(Stored data entries)
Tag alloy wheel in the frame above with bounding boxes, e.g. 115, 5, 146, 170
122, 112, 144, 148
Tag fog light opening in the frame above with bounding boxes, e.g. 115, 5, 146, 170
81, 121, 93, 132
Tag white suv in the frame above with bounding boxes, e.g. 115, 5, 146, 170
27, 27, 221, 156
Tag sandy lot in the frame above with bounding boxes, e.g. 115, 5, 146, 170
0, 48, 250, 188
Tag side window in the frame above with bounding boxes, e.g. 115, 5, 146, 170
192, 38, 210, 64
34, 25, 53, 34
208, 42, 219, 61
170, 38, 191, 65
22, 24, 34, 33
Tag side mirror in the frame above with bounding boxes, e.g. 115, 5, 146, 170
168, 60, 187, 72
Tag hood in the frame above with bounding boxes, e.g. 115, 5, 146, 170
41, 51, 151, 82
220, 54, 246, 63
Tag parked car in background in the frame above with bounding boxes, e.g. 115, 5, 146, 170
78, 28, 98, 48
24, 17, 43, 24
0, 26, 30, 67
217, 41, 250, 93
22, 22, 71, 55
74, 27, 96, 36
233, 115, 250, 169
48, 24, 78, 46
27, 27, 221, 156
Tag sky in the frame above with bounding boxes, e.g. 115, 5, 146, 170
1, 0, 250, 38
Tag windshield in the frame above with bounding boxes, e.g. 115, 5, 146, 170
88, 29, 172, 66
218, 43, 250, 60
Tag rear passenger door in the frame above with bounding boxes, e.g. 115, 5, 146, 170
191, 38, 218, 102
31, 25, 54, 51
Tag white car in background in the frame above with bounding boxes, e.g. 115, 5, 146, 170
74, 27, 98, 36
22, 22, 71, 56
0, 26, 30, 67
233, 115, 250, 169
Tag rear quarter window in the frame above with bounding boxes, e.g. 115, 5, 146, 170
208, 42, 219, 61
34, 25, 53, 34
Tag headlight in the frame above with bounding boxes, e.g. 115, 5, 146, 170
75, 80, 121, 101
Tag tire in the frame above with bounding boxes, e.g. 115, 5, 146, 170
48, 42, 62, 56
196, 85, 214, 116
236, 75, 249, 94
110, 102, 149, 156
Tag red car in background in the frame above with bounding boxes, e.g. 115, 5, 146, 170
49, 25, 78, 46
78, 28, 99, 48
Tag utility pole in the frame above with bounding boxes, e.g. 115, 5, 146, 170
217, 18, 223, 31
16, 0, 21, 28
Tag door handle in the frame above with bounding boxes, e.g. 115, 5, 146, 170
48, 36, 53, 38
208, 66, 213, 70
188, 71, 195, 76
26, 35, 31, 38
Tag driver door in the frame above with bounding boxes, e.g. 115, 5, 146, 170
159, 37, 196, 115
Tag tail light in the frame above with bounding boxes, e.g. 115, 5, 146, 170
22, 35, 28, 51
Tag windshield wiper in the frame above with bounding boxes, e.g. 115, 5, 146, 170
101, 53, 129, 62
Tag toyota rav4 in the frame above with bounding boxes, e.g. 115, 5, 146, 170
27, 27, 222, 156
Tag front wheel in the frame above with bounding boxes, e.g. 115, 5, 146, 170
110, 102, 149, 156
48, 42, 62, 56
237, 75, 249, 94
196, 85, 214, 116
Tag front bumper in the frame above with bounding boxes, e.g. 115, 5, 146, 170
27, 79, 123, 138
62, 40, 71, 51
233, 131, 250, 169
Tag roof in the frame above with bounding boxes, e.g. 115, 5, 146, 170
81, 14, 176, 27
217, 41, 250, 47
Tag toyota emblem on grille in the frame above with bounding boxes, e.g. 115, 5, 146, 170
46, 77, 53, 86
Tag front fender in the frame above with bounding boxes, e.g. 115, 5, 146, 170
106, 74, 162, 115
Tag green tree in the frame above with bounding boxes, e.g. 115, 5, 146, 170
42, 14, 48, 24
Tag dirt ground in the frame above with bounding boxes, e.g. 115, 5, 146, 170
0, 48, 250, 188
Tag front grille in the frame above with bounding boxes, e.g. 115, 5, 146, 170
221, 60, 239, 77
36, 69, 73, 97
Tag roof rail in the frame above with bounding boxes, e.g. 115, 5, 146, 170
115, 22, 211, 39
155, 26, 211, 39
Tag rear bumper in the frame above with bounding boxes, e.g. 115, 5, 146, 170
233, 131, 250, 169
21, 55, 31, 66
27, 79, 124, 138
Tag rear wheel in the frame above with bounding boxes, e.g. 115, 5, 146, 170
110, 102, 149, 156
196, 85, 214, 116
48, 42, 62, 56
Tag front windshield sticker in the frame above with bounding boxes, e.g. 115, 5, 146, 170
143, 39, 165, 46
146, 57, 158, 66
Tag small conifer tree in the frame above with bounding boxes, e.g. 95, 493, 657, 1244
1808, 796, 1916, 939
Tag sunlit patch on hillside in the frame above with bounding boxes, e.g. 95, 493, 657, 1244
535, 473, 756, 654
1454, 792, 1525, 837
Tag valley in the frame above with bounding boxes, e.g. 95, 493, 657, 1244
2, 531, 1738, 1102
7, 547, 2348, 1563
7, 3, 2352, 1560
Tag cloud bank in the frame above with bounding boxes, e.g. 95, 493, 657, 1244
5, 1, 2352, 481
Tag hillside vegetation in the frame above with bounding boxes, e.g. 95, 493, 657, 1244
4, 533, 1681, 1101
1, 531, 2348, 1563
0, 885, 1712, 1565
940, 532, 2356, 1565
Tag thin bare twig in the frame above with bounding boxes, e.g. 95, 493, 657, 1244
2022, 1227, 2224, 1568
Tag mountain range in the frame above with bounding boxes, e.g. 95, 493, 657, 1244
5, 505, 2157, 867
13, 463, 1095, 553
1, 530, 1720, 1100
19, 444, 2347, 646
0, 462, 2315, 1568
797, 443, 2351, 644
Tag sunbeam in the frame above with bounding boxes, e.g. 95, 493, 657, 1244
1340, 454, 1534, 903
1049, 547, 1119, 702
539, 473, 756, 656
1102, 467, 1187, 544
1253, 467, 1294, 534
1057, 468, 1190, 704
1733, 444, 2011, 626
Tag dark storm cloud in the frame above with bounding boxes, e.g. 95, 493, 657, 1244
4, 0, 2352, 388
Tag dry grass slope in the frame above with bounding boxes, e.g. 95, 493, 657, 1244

§ What to do
Produce an exact copy of the lines from the one containing "Tag sunbeam in" through the final line of the data, both ends included, and only those.

§ Written reply
Tag sunbeam in the frame above with bounding boxes, e.g. 95, 493, 657, 1244
1340, 454, 1534, 903
1049, 547, 1119, 702
539, 473, 756, 656
1102, 467, 1187, 544
1253, 467, 1294, 534
1057, 468, 1190, 704
1733, 444, 2011, 626
Tag dark storm cloud in the frame above with bounding boxes, e.g. 95, 493, 657, 1244
4, 0, 2352, 388
Tag dry grass slope in the frame above with bounding boxes, e.g. 95, 493, 657, 1244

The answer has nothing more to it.